»»

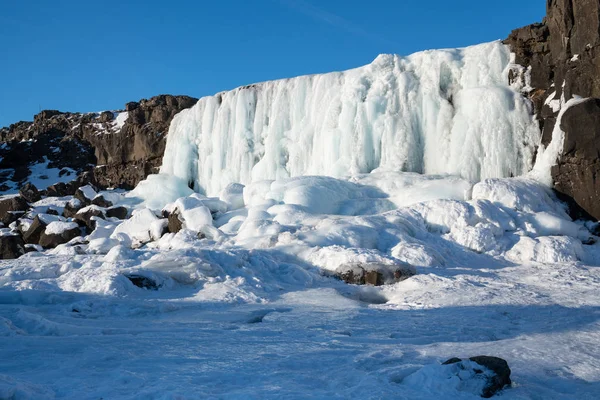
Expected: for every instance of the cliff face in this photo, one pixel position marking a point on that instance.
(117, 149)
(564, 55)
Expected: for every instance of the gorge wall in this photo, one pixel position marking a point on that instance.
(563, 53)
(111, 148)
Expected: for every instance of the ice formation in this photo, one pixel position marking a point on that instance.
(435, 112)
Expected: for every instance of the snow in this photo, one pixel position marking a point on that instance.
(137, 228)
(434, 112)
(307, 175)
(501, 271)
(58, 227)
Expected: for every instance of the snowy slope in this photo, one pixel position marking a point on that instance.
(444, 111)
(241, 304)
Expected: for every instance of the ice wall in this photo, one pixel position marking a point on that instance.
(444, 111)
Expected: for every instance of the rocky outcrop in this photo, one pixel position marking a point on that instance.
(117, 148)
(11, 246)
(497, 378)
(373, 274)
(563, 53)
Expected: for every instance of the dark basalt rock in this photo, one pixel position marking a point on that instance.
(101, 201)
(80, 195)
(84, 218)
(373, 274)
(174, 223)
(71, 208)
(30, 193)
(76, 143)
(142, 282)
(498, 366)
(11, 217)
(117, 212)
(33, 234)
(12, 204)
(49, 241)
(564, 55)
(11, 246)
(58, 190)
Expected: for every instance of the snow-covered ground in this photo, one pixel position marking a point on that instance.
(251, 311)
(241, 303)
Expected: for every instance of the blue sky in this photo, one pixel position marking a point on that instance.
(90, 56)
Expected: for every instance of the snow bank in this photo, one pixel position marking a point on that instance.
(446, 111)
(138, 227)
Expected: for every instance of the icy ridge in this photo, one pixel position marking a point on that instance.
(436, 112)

««
»»

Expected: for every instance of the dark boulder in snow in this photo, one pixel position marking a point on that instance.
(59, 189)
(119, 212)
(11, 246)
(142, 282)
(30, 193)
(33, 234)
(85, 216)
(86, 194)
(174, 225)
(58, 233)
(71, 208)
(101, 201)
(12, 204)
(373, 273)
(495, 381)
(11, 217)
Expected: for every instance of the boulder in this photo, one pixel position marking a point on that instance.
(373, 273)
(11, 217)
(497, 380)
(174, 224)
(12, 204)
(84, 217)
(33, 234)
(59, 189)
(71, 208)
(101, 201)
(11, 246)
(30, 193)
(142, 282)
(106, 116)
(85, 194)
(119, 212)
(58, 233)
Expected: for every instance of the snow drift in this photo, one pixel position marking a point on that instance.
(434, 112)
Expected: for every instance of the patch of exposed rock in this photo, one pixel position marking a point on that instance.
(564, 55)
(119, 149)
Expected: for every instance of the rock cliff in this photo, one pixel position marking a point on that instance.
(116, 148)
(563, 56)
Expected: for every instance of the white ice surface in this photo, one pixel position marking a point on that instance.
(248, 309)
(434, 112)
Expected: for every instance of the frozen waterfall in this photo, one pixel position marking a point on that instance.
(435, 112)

««

→ Directions for this task
Locate each line in the entries above that contains the word "dark" and copy those lines in full.

→ Solution to this problem
Expected: for every instance of the dark basalt rock in this photo, one pixel position marking a point on that instance.
Expected: for every instance of the dark boulder in snow in this photo, one pixel position marking a point on that instance.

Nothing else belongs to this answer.